Image-backed grounding data:

● ● ●

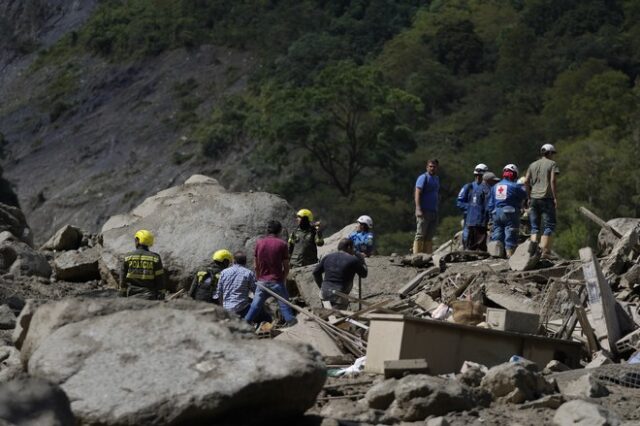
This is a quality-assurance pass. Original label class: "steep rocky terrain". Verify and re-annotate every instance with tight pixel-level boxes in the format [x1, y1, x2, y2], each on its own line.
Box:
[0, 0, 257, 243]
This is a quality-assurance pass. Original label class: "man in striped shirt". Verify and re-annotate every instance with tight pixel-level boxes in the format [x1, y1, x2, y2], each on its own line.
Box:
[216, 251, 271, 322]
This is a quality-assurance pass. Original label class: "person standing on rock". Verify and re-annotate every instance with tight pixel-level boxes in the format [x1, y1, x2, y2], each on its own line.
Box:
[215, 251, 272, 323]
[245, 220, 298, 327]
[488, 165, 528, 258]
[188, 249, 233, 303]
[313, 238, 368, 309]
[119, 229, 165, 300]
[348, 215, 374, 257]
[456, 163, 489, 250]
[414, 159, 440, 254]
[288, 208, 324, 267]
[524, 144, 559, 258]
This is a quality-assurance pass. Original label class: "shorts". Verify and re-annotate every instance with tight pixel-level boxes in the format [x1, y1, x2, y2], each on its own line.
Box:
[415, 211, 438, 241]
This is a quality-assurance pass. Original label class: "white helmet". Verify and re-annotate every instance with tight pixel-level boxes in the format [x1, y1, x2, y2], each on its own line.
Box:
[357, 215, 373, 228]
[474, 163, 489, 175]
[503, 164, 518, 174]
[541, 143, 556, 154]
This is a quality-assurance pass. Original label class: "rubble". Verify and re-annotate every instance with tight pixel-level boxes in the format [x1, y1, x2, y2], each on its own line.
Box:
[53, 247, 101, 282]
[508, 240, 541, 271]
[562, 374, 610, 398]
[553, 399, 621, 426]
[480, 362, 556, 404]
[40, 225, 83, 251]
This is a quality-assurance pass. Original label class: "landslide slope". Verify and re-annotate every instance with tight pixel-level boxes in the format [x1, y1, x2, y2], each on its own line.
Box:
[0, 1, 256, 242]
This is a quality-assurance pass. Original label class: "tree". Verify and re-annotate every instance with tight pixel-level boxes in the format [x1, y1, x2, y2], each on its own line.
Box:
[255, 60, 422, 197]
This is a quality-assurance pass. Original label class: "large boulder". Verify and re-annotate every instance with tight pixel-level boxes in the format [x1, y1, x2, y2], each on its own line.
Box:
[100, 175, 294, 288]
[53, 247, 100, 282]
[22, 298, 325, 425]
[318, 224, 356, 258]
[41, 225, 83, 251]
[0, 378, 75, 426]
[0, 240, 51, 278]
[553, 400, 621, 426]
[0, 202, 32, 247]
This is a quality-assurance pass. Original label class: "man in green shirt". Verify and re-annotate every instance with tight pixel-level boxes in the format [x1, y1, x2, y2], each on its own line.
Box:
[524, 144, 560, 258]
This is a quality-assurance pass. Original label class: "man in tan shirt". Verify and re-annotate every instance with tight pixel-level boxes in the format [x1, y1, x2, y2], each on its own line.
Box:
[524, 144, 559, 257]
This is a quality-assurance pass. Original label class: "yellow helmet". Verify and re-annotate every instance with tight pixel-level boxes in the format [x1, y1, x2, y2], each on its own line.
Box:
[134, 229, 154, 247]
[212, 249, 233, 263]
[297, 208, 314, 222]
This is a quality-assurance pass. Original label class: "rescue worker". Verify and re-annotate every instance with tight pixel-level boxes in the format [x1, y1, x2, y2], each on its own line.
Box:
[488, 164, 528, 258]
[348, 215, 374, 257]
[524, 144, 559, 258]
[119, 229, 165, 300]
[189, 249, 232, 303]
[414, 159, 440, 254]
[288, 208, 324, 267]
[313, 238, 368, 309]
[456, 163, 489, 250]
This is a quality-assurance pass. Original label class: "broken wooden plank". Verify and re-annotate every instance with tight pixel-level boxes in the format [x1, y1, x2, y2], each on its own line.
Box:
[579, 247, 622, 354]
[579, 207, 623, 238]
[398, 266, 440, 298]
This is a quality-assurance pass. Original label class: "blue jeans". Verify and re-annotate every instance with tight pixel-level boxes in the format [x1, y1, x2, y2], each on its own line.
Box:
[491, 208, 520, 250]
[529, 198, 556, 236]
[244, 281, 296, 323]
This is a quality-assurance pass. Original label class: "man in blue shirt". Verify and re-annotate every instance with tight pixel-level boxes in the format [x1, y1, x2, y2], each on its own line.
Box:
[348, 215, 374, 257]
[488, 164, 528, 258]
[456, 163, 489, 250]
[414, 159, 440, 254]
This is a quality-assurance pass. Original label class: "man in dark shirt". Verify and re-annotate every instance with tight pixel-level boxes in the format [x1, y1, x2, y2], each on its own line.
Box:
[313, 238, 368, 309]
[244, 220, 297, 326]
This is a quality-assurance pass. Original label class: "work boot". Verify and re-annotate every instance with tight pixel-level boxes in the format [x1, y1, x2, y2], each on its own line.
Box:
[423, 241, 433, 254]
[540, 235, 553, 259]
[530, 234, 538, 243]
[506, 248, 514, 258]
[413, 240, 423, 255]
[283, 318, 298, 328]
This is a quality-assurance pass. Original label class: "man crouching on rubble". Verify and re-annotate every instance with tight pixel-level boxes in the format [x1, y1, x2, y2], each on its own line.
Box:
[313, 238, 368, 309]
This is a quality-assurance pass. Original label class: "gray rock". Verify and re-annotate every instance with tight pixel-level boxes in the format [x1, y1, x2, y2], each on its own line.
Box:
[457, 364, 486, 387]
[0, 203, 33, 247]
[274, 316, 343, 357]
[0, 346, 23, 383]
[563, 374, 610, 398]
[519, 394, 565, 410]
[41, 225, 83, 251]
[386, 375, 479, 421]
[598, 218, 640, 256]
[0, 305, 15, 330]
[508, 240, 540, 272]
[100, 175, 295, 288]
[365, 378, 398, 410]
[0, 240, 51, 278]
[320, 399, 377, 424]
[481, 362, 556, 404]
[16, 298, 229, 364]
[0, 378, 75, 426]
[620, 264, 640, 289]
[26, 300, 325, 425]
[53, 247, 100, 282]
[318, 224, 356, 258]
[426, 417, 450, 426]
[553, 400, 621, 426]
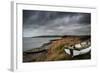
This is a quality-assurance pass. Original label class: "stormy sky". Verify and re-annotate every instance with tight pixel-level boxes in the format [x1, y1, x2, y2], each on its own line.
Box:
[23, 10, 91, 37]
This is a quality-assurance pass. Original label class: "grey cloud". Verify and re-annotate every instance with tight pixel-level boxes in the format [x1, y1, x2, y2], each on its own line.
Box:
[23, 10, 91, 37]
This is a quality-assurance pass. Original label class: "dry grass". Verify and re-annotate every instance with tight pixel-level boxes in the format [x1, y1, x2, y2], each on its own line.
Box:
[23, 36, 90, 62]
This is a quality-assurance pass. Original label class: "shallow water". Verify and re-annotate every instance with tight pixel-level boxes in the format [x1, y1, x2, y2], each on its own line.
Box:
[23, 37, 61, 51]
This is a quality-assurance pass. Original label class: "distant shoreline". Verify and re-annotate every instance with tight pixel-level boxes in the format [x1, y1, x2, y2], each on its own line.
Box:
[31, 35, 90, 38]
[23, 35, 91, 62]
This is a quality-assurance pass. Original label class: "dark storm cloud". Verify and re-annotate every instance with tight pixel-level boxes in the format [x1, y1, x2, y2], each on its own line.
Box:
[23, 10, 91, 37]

● ● ●

▶ [Task directions]
The required output is each line of the entries that contains the word "shirt".

▶ [Reply]
This is a quality-assurance pass. Original label class: "man in striped shirt". Verify and re-annotate every instance with tight pixel-level boxes in the format [x1, y1, x2, y2], each on its own line.
This is a quality-assurance pass. Original label class: "man in green shirt". Verify and re-annotate every instance with tight pixel-level boxes in the format [x1, y1, x2, y2], each on its own line.
This is a quality-assurance pass. Original label class: "man in tan shirt". Verify and re-annotate every instance with tight pixel-level boxes in the format [x1, y1, x2, y2], each on its own line.
This is a quality-assurance pass. Original label class: "man in blue shirt". Verify and re-annotate every instance with tight pixel-level boxes in the format [x1, y1, x2, y2], each on its own line.
This is a quality-assurance pass. Original label class: "man in dark shirt". Verify and re-annotate every instance with tight pixel-level boxes in the format [x1, y1, x2, y2], each on its own line.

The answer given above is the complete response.